[Listing]
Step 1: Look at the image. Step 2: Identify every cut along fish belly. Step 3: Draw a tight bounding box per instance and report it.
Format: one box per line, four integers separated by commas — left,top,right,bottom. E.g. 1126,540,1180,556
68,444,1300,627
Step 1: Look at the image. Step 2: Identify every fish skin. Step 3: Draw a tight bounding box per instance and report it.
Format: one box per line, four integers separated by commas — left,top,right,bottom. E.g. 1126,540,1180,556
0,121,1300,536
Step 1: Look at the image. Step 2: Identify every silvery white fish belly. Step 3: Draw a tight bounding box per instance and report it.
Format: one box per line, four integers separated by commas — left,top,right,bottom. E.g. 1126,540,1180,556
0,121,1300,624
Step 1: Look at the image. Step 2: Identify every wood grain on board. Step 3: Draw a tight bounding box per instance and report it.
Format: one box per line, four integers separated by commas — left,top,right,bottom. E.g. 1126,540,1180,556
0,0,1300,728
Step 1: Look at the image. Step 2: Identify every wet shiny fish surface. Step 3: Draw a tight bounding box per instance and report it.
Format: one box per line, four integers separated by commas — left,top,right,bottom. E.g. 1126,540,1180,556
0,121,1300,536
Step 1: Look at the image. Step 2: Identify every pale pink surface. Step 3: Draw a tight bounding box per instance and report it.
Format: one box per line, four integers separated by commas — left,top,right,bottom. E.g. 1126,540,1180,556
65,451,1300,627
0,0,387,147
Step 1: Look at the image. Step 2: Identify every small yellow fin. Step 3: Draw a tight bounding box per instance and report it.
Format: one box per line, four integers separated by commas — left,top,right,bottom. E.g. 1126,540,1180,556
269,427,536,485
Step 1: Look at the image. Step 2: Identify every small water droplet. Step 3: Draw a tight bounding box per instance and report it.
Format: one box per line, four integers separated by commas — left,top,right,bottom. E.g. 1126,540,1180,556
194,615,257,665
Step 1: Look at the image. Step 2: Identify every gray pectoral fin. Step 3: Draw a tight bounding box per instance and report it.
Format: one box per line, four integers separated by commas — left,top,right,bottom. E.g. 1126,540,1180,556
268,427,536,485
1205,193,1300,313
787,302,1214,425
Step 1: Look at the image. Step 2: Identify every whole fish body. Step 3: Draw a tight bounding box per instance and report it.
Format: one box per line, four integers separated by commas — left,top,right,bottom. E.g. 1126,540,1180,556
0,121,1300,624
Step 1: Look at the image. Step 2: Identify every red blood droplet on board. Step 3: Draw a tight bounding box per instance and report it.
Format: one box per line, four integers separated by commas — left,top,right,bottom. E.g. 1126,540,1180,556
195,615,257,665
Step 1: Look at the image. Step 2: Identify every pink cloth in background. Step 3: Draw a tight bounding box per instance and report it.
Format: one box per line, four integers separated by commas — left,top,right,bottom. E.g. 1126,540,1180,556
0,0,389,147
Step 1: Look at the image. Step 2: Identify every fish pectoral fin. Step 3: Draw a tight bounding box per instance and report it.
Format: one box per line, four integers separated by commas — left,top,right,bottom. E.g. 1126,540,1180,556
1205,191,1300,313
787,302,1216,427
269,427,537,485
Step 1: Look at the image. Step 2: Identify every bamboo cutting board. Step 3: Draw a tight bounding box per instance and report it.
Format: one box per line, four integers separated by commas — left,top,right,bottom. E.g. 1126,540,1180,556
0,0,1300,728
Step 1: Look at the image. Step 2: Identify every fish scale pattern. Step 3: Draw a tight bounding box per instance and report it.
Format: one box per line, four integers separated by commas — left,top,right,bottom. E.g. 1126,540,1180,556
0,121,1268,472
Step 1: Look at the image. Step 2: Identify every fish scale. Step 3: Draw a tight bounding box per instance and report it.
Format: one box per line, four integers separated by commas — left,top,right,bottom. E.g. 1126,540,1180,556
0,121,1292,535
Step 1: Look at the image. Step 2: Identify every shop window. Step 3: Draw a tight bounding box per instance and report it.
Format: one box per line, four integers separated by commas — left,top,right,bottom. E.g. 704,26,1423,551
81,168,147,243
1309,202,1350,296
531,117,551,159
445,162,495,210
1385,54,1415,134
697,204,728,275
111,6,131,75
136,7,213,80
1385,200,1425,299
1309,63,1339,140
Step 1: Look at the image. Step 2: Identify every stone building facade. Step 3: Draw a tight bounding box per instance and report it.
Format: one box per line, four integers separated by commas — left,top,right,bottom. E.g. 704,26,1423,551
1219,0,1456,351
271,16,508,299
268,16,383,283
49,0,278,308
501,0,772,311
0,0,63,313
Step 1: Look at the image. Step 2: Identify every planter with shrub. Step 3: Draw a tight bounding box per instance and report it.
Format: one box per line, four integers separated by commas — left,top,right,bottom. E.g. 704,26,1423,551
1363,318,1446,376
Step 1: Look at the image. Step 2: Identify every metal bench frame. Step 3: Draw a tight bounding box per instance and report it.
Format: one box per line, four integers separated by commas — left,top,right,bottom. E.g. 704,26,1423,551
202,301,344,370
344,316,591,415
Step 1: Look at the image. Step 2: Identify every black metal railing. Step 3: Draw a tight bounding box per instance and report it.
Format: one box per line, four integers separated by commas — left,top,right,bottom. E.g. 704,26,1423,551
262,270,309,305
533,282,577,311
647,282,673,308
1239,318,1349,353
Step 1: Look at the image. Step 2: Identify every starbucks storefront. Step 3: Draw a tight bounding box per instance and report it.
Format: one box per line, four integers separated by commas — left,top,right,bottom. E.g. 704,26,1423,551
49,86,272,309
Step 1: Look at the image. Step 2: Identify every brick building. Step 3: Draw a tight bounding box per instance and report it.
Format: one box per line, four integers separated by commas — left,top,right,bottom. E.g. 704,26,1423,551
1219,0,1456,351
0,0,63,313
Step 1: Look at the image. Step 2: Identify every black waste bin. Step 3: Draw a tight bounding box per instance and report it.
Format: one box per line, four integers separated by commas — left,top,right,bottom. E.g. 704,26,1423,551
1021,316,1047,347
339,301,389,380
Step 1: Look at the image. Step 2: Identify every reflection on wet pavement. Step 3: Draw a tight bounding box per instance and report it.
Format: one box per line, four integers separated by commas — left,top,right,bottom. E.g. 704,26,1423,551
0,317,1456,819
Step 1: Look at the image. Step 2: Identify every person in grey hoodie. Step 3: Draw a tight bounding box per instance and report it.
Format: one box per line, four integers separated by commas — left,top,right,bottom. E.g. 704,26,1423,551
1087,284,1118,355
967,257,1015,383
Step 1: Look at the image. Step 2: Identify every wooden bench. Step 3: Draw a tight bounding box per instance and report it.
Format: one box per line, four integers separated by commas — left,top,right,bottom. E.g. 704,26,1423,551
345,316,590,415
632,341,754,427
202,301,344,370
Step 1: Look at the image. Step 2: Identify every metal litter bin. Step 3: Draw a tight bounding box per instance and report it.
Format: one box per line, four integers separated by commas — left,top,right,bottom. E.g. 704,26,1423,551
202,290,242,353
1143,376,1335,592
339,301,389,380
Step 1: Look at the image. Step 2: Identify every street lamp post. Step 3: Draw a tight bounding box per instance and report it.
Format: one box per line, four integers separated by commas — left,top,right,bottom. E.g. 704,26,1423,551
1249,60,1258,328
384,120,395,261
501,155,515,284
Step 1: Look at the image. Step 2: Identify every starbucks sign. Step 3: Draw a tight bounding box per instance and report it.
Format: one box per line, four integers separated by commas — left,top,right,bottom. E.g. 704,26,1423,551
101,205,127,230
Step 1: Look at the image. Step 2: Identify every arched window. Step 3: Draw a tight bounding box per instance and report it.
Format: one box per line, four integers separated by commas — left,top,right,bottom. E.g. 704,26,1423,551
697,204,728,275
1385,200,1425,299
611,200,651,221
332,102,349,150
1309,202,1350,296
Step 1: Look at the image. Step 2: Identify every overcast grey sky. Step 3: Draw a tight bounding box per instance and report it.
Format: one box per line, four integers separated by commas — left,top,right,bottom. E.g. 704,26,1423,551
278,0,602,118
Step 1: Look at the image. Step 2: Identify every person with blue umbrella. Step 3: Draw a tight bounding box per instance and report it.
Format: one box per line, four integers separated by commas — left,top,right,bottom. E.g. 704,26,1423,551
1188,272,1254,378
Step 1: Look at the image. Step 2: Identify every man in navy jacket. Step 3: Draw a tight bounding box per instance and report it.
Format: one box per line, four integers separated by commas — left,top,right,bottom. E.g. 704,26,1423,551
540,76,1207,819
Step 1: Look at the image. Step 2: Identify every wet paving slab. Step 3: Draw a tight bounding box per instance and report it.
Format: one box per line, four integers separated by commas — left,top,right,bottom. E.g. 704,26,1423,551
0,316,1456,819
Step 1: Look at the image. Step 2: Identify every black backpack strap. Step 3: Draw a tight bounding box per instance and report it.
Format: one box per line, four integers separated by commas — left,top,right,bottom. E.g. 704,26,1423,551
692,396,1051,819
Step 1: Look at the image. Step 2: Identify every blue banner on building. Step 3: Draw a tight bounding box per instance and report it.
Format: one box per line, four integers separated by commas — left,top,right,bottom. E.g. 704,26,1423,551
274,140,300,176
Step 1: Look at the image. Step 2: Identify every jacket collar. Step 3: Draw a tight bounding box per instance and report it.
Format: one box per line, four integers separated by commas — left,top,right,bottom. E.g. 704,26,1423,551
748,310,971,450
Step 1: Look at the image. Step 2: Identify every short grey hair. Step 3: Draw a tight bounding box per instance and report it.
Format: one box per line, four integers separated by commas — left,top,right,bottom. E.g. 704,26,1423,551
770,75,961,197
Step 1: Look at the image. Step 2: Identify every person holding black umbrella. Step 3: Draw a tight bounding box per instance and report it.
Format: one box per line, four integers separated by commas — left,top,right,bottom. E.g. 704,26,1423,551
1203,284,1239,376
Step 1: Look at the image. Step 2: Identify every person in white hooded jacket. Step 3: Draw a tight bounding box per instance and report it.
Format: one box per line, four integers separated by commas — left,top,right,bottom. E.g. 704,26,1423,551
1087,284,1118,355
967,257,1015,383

[Task statement]
Rewrite the records in the part that opens with the line containing "Step 1: Look at the image. Step 2: Identify every shop" and closes with the line containing "49,86,272,309", replacing "railing" with "fence" and leaving everything else unchanged.

[Result for this exercise]
Step 1: Look at the image. Step 2: Identify every shop window. Step 3: Draw a tight bounding box per instance and report it.
Format: one box per line, four integers separated by commas — left,top,right,bottom. E.g. 704,26,1423,551
81,168,147,243
1309,202,1350,296
531,117,551,159
445,162,495,210
1385,54,1415,134
697,204,728,275
111,6,131,75
136,7,213,80
1385,200,1425,299
1309,63,1339,140
Step 1: Look at the image. Step 2: Identify every stone building facade. Step 3: Draw a tight bounding box per instance and report it.
Format: one box per line, four integers separated by commas — left,top,right,bottom. E.g. 704,26,1423,551
1219,0,1456,351
271,16,508,299
268,16,383,283
49,0,278,308
501,0,772,311
0,0,63,313
Step 1: Look at the image. Step 2: Identify every planter with shrub. Step 3: Draw a tight bounding box per instance and report it.
Format: one box per line, four integers separated by commas — left,top,right,bottom. E.g. 704,26,1423,551
1363,318,1446,376
Step 1: Look at the image. Step 2: Identify every metal bench frame. Step 3: Draw a tight bounding box per instance and report it.
Format: one box per line, four integers separated by commas — left,top,right,bottom. E.g. 704,26,1423,551
202,301,344,370
344,316,591,415
Step 1: Look at the image. Step 2: Identify every black metal fence. Step 3: Draw a tight bounding box per instance and report it.
Format: one box per line, four integers separated by commas — left,top,right,bottom. E.g. 704,26,1423,551
262,270,309,305
533,282,577,311
647,282,673,308
1239,318,1349,353
Step 1: Look at the image. Step 2: Identify every starbucks storefront. Step 3: Draw a tight bounding box per instance and report it.
Format: one box per line, four integers separated by commas — left,top,right,bottom. E.g. 704,26,1423,551
49,86,272,309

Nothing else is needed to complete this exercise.